» SHORT EXERCISE
Repeat the passage of the Show-o2 model card from "- **License:** apache-2.0" up to and including "language model component.", substituting "MIT" for "apache-2.0".

Show-o2 leverages autoregressive modeling and flow matching, built upon a 3D causal variational autoencoder space. Unified visual representations are constructed through a dual-path of spatial (-temporal) fusion, enabling scalability across image and video modalities while ensuring effective multimodal understanding and generation. Based on a language model, autoregressive modeling and flow matching are natively applied to the language head and flow head, respectively, to facilitate text token prediction and image/video generation.

The resulting Show-o2 models demonstrate versatility in handling a wide range of multimodal understanding and generation tasks across diverse modalities, including text, images, and videos.

## Model Details

### Model Description

This model card describes **Show-o2**, an improved native unified multimodal model that leverages autoregressive modeling and flow matching, built upon a 3D causal variational autoencoder space. It enables scalable handling of text, image, and video modalities for both multimodal understanding and generation.

- **Developed by:** [Show Lab](https://sites.google.com/view/showlab) (National University of Singapore) and Bytedance
- **Funded by [optional]:** [More Information Needed]
- **Shared by [optional]:** [More Information Needed]
- **Model type:** Unified Multimodal Model
- **Language(s) (NLP):** English (for text understanding and generation components)
- **License:** apache-2.0
- **Finetuned from model [optional]:** Uses [microsoft/phi-1_5](https://huggingface.co/microsoft/phi-1_5) as a language model component.

» MATERIAL
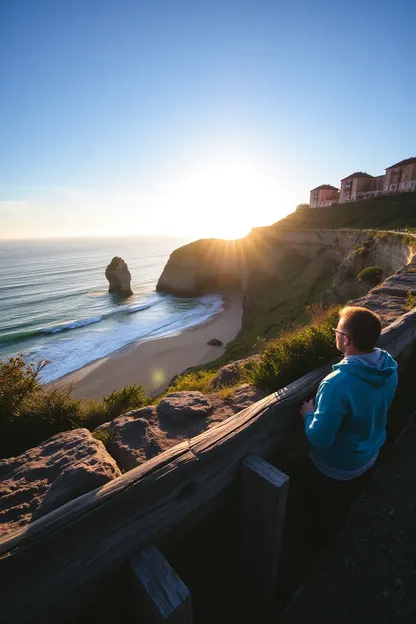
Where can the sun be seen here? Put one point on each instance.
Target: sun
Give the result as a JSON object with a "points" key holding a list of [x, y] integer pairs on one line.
{"points": [[225, 196]]}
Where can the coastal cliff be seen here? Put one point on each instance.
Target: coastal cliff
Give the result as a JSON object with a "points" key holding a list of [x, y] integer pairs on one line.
{"points": [[214, 264], [204, 265], [282, 271]]}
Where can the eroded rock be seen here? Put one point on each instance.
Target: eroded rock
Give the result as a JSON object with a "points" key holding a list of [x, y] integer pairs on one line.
{"points": [[118, 276], [178, 406], [45, 477], [133, 439]]}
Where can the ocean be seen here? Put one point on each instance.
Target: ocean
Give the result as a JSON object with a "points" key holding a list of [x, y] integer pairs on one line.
{"points": [[55, 305]]}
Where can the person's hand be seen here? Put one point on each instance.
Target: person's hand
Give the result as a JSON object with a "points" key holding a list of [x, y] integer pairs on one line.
{"points": [[307, 406]]}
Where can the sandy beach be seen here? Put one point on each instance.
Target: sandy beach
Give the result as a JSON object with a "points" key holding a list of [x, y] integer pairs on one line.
{"points": [[154, 362]]}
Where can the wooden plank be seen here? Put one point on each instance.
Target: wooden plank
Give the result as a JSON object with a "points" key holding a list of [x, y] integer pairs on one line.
{"points": [[60, 558], [264, 491], [159, 594]]}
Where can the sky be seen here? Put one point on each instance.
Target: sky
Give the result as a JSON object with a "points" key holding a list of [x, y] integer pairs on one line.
{"points": [[194, 117]]}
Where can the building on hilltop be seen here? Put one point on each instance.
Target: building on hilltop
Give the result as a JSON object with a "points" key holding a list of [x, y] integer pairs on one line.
{"points": [[401, 177], [355, 186], [324, 195]]}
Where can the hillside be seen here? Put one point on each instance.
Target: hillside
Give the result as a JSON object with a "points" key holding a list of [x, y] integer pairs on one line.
{"points": [[382, 213]]}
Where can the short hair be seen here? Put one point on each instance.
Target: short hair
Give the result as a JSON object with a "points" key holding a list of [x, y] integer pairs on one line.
{"points": [[362, 326]]}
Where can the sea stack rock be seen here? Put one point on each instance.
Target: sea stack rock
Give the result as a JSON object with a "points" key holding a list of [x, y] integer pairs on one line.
{"points": [[119, 277]]}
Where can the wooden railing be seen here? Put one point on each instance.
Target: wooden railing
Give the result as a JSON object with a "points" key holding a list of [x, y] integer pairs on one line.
{"points": [[51, 566]]}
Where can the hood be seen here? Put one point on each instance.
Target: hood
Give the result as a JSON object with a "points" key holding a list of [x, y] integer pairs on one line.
{"points": [[376, 372]]}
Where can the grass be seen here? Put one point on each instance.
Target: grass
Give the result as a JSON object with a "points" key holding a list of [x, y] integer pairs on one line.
{"points": [[371, 276], [31, 413], [296, 353]]}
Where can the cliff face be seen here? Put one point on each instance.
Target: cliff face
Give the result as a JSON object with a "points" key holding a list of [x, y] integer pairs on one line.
{"points": [[282, 272], [213, 264], [205, 265]]}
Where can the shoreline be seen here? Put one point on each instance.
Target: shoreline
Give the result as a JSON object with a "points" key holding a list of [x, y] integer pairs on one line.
{"points": [[155, 361]]}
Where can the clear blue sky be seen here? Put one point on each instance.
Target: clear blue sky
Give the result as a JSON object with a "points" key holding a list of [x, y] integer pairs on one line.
{"points": [[165, 116]]}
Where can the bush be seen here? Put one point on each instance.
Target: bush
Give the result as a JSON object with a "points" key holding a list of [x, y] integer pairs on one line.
{"points": [[198, 380], [410, 300], [128, 398], [370, 275], [29, 414], [293, 355]]}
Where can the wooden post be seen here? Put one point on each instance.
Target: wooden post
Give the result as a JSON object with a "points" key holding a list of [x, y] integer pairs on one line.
{"points": [[264, 493], [161, 594]]}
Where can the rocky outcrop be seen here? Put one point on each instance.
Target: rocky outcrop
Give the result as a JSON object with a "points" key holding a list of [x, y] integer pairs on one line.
{"points": [[119, 277], [43, 478], [179, 406], [133, 437], [221, 265], [389, 299]]}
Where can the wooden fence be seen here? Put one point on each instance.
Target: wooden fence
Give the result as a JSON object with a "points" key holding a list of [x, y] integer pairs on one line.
{"points": [[50, 567]]}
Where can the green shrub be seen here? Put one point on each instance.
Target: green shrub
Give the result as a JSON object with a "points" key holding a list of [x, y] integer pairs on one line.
{"points": [[198, 380], [293, 355], [103, 436], [370, 275], [128, 398], [410, 300], [31, 413]]}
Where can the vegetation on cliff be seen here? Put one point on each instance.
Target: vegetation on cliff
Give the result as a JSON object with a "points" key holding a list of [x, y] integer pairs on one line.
{"points": [[370, 275], [30, 413]]}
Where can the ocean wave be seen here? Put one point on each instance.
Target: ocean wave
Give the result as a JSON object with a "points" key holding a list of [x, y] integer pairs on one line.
{"points": [[75, 324], [139, 307], [54, 329]]}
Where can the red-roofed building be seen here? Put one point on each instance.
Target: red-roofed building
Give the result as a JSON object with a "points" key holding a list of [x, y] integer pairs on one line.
{"points": [[324, 195], [401, 177], [355, 186]]}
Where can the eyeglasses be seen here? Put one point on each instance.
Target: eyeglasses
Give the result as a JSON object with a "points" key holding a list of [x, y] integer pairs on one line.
{"points": [[338, 332]]}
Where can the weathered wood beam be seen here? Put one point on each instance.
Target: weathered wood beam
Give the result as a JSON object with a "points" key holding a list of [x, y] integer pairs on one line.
{"points": [[159, 594], [60, 558], [264, 491]]}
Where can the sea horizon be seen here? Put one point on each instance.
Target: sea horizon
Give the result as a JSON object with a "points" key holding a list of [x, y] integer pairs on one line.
{"points": [[55, 305]]}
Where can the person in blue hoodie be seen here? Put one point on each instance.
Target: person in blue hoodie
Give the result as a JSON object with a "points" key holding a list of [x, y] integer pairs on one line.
{"points": [[346, 424]]}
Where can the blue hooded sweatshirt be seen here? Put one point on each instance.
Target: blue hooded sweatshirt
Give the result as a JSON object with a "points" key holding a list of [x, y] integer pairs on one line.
{"points": [[348, 426]]}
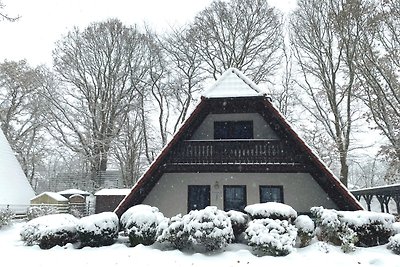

» EXPECTED OUTPUT
- **License:** MIT
- **Finetuned from model [optional]:** Uses [microsoft/phi-1_5](https://huggingface.co/microsoft/phi-1_5) as a language model component.